◆ DO THIS
Can you repeat every line of the entries below word for word, leaving out the pictures?

◆ PROVIDED RECORDS
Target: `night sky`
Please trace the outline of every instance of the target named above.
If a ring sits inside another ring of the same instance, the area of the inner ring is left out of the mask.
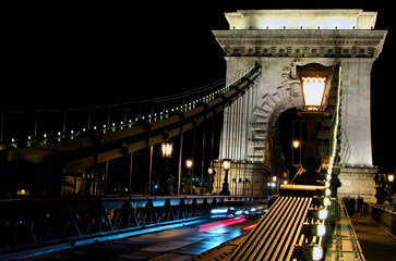
[[[0,110],[86,107],[163,97],[224,78],[226,63],[212,29],[224,12],[243,9],[363,9],[388,30],[372,70],[374,164],[396,166],[395,22],[392,2],[268,4],[268,1],[172,4],[57,2],[3,9]],[[391,22],[392,21],[392,22]],[[392,95],[391,95],[392,94]]]

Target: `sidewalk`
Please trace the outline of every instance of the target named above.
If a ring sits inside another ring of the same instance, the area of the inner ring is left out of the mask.
[[[324,261],[365,261],[347,210],[340,202],[339,219]]]
[[[383,227],[360,214],[350,220],[367,261],[396,260],[396,240]]]

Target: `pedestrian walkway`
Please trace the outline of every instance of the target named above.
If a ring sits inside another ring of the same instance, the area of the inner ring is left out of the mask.
[[[360,214],[350,220],[367,261],[396,260],[396,240],[383,227]]]
[[[353,226],[343,202],[339,202],[339,219],[334,227],[333,240],[327,247],[325,261],[364,261]]]

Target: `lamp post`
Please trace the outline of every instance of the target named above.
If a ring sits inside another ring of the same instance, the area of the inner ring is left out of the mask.
[[[184,192],[190,191],[190,195],[192,195],[192,175],[191,175],[192,160],[190,159],[185,160],[185,167],[189,172],[189,177],[185,179],[184,183]]]
[[[207,174],[209,175],[209,183],[208,183],[208,185],[207,185],[207,194],[208,195],[212,195],[212,176],[213,176],[213,173],[214,173],[215,171],[213,170],[213,167],[212,166],[209,166],[209,167],[207,167]]]
[[[224,159],[223,160],[223,170],[226,172],[226,175],[224,177],[223,188],[221,188],[221,191],[220,191],[220,195],[223,195],[223,196],[229,196],[230,195],[230,191],[228,189],[228,171],[229,171],[230,166],[231,166],[231,160]]]
[[[324,101],[327,83],[332,78],[333,70],[321,64],[309,64],[298,67],[297,71],[301,83],[303,101],[302,110],[298,114],[308,124],[308,138],[302,159],[302,165],[307,171],[300,178],[304,179],[304,184],[316,185],[316,179],[319,178],[317,169],[321,165],[316,141],[319,133],[317,123],[323,122],[325,116],[328,115],[324,111]],[[296,179],[297,183],[298,179]]]
[[[164,175],[160,178],[160,194],[163,196],[170,195],[168,188],[168,179],[169,179],[168,160],[172,157],[172,149],[173,149],[172,142],[165,141],[160,144],[161,157],[164,158]]]
[[[392,183],[395,181],[395,175],[394,174],[388,174],[387,175],[387,181],[389,182],[388,192],[389,192],[389,196],[392,198],[393,197],[393,195],[392,195]]]

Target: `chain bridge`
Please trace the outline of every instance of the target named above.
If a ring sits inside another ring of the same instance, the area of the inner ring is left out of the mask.
[[[2,112],[2,253],[113,240],[277,195],[231,259],[311,260],[331,244],[317,229],[334,229],[337,196],[375,203],[370,71],[386,37],[376,13],[226,17],[229,29],[213,30],[225,79],[139,102]]]

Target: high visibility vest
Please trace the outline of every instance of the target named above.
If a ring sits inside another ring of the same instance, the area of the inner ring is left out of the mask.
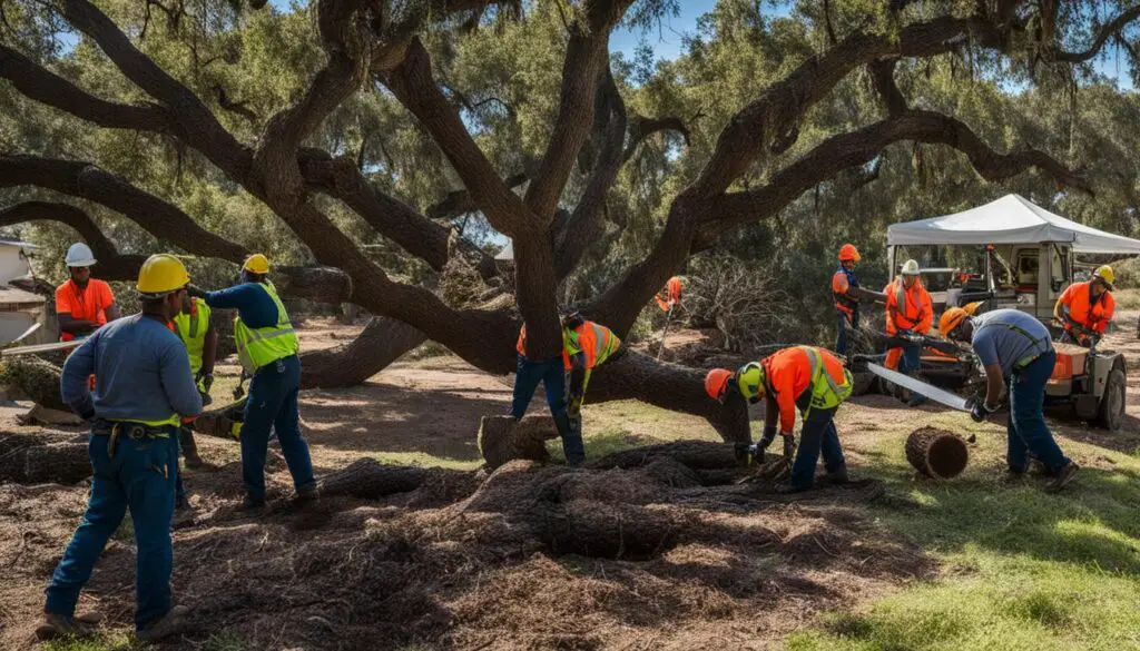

◆ RESPONSE FOR THIS EXERCISE
Target: `night sky`
Please trace the outline of every instance of the target named above.
If a ring sits inside another ring of the same instance, the area of the inner ring is left out of the mask.
[[[0,110],[86,107],[163,97],[224,78],[226,63],[212,29],[224,12],[243,9],[363,9],[388,30],[372,70],[374,164],[396,166],[395,22],[392,2],[268,4],[268,1],[172,4],[57,2],[3,9]],[[391,22],[392,21],[392,22]],[[392,95],[391,95],[392,94]]]

Target: `sidewalk`
Please trace the outline of every instance of the target named above.
If a ring sits inside another ring of the same instance, the area of the inner ring is left out of the mask.
[[[324,261],[365,261],[347,210],[340,202],[339,219]]]
[[[383,227],[360,214],[350,220],[367,261],[396,260],[396,240]]]

Target: `pedestrian walkway`
Please trace the outline of every instance of the target named above.
If a ring sits inside another ring of the same instance, the area of the inner ring is left out of the mask.
[[[360,214],[350,220],[367,261],[396,260],[396,240],[383,227]]]
[[[353,226],[343,202],[339,202],[339,219],[334,227],[333,240],[327,247],[325,261],[364,261]]]

Target: `lamp post`
Please trace the outline of every instance of the target named above.
If a ring sits inside another ring of the same instance, the area of the inner ring is left out of the mask.
[[[184,192],[190,191],[190,195],[192,195],[192,175],[191,175],[192,160],[190,159],[185,160],[185,167],[189,172],[189,177],[185,179],[184,183]]]
[[[207,174],[209,175],[209,183],[208,183],[208,185],[207,185],[207,194],[208,195],[212,195],[212,176],[213,176],[213,173],[214,173],[215,171],[213,170],[213,167],[212,166],[209,166],[209,167],[207,167]]]
[[[224,159],[223,160],[223,170],[226,172],[226,175],[224,177],[223,188],[221,188],[221,191],[220,191],[220,195],[223,195],[223,196],[229,196],[230,195],[230,191],[228,189],[228,171],[229,171],[230,166],[231,166],[231,160]]]
[[[324,101],[327,83],[332,78],[333,70],[321,64],[309,64],[298,67],[297,71],[301,83],[303,101],[302,110],[298,114],[308,124],[308,138],[302,159],[302,165],[307,171],[300,178],[304,179],[304,184],[316,185],[316,179],[319,178],[317,169],[321,165],[316,141],[319,133],[317,123],[323,122],[325,116],[328,115],[324,111]],[[296,179],[297,183],[298,179]]]
[[[164,175],[160,178],[160,194],[163,196],[170,195],[168,188],[168,179],[169,179],[168,160],[172,157],[172,149],[173,149],[172,142],[165,141],[160,144],[161,157],[164,158]]]
[[[392,183],[395,181],[395,175],[394,174],[388,174],[387,175],[387,181],[389,182],[388,192],[389,192],[389,196],[392,198],[393,197],[393,195],[392,195]]]

Target: `chain bridge`
Please trace the outline of every instance of the target named above.
If a ring sits inside another ring of the same instance, the area of the inner ring is left out of the mask.
[[[2,112],[2,253],[113,240],[277,195],[231,259],[311,260],[331,244],[317,229],[334,229],[337,196],[375,203],[370,71],[386,37],[376,13],[226,17],[229,29],[213,30],[225,79],[139,102]]]

Target: high visibility vest
Please trace the outline of every instance of the target named above.
If a ring sits inside another ring of the same instance, the area of the inner ring is left out of the mask.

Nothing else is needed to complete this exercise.